__Text excerpt__
Add matrix approach to heat equation

2020-09-19 14:00:18 +02:00 · 2020-09-19 14:00:18 +02:00 · 67f097cf31
parent 0cfd41845b
commit 67f097cf31
4 changed files with 134 additions and 3 deletions
--- a/heat-equation/Cargo.toml
+++ b/heat-equation/Cargo.toml
@ -6,6 +6,7 @@ edition = "2018"


 [dependencies]
-sbp = { path = "../sbp" }
+sbp = { path = "../sbp", features = ["sparse"] }
 ndarray = "0.13.1"
 plotters = { version = "0.3.0", default-features = false, features = ["bitmap_gif", "bitmap_backend", "line_series"] }
+sprs = "0.7.0"
--- a/heat-equation/src/main.rs
+++ b/heat-equation/src/main.rs
@ -2,7 +2,7 @@ use ndarray::{Array1, ArrayView1};
 use plotters::prelude::*;
 use sbp::{
    integrate::{integrate, Rk4},
-    operators::{SbpOperator1d2, SBP4},
+    operators::{SbpOperator1d, SbpOperator1d2, SBP4},
    Float,
 };

@ -13,6 +13,9 @@ fn main() {
    dual_dirichlet(v0.view(), 1.0, 1.0);
    // Neumann boundary is introducing energy into the system
    neumann_dirichlet(v0.view(), -0.2, 1.0);
+
+    // The sparse formulation
+    dual_dirichlet_sparse(v0.view(), 1.0, 1.0);
 }

 fn dual_dirichlet(v: ArrayView1<Float>, v0: Float, vn: Float) {
@ -134,3 +137,90 @@ fn neumann_dirichlet(v: ArrayView1<Float>, v0: Float, vn: Float) {
        std::mem::swap(&mut v1, &mut v2);
    }
 }
+
+fn dual_dirichlet_sparse(v: ArrayView1<Float>, v0: Float, vn: Float) {
+    let drawing_area = BitMapBackend::gif("dual_dirichlet_sparse.gif", (300, 300), 100)

__Information provided__
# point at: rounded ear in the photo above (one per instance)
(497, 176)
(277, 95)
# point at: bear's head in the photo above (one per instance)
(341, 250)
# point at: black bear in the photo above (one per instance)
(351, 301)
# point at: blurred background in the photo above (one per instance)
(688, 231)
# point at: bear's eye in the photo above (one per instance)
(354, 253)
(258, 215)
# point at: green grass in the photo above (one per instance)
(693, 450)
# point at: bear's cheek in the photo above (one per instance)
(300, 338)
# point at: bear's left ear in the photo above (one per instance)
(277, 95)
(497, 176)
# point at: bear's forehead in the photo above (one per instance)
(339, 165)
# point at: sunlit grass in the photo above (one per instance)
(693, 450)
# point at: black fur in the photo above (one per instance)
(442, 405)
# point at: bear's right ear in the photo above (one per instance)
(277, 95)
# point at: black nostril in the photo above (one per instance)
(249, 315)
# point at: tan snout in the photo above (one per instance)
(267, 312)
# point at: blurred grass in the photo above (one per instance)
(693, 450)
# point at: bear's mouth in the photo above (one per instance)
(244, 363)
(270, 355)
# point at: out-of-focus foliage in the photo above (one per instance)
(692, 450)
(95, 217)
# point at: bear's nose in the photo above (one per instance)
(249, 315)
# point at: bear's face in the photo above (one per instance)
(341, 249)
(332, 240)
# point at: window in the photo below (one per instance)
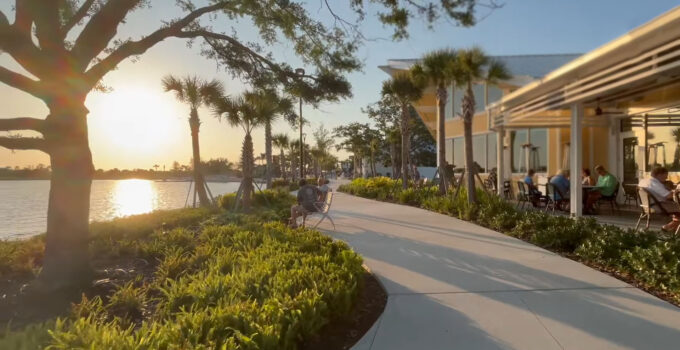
(539, 150)
(518, 138)
(458, 153)
(449, 102)
(449, 151)
(479, 152)
(478, 90)
(458, 94)
(492, 159)
(495, 94)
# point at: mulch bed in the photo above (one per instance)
(344, 333)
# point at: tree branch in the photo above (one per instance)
(23, 143)
(77, 17)
(23, 19)
(262, 59)
(100, 30)
(133, 48)
(15, 124)
(20, 82)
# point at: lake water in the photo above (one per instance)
(23, 204)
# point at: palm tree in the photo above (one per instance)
(438, 68)
(197, 93)
(474, 66)
(271, 107)
(281, 142)
(242, 111)
(405, 90)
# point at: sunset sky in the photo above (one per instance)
(138, 125)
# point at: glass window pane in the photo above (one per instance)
(458, 153)
(495, 94)
(479, 152)
(491, 150)
(449, 151)
(518, 162)
(449, 102)
(539, 150)
(478, 90)
(458, 101)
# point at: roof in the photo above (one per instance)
(534, 66)
(646, 55)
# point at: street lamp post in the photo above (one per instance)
(301, 72)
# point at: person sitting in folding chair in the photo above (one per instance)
(307, 197)
(656, 187)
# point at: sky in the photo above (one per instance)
(137, 125)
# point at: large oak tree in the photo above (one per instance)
(66, 47)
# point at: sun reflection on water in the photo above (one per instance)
(131, 197)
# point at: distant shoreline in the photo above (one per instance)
(208, 179)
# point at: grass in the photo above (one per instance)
(220, 281)
(647, 259)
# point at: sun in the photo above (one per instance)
(135, 119)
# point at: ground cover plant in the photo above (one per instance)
(649, 260)
(212, 280)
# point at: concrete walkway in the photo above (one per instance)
(455, 285)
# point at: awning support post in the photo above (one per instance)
(576, 160)
(500, 160)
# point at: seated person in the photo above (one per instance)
(534, 193)
(605, 187)
(656, 187)
(307, 196)
(323, 189)
(561, 181)
(586, 179)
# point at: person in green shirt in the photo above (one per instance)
(605, 187)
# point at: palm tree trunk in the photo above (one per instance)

__Stated problem A__
Answer these questions using the heat equation commit diff:
(i) Which version of sprs does the commit add as a dependency?
(ii) How many files does the commit change?
(iii) What GIF file name does dual_dirichlet_sparse pass to BitMapBackend::gif?
__Stated problem B__
Retype the heat equation commit diff from "fn dual_dirichlet(v: ArrayView1<Float>, v0: Float, vn: Float)" to "(300, 300), 100)" without any changes.
__Stated problem C__
Extend the heat equation commit diff, picking up right after its last line.

__Task output A__
(i) 0.7.0
(ii) 4
(iii) dual_dirichlet_sparse.gif

__Task output B__
fn dual_dirichlet(v: ArrayView1<Float>, v0: Float, vn: Float) {
@ -134,3 +137,90 @@ fn neumann_dirichlet(v: ArrayView1<Float>, v0: Float, vn: Float) {
        std::mem::swap(&mut v1, &mut v2);
    }
 }
+
+fn dual_dirichlet_sparse(v: ArrayView1<Float>, v0: Float, vn: Float) {
+    let drawing_area = BitMapBackend::gif("dual_dirichlet_sparse.gif", (300, 300), 100)

__Task output C__
+        .unwrap()
+        .into_drawing_area();
+    let mut chart = ChartBuilder::on(&drawing_area)
+        .x_label_area_size(40)
+        .y_label_area_size(40)
+        .build_cartesian_2d(0.0..1.01, -1.0..2.0)
+        .unwrap();
+
+    let op = SBP4;
+    let nx = v.len();
+    let system = op.diff2_matrix(nx);
+    let e0 = {
+        let mut e0 = sprs::CsMat::zero((nx, 1));
+        e0.insert(0, 0, 1.0);
+        e0
+    };
+    let en = {
+        let mut en = sprs::CsMat::zero((nx, 1));
+        en.insert(nx - 1, 0, 1.0);
+        en
+    };
+
+    let mut hi = op.h_matrix(nx);
+    hi.map_inplace(|v| 1.0 / v);
+
+    let tau = (1.0, -1.0);
+    let sat0 = {
+        let d1 = op.d1_vec(nx, true);
+        let mut mat = &hi * &d1.transpose_view();
+        mat.map_inplace(|v| v * tau.0);
+        (&mat * &e0.transpose_view(), mat)
+    };
+    let satn = {
+        let dn = op.d1_vec(nx, false);
+        let mut mat = &hi * &dn.transpose_view();
+        mat.map_inplace(|v| v * tau.1);
+        (&mat * &en.transpose_view(), mat)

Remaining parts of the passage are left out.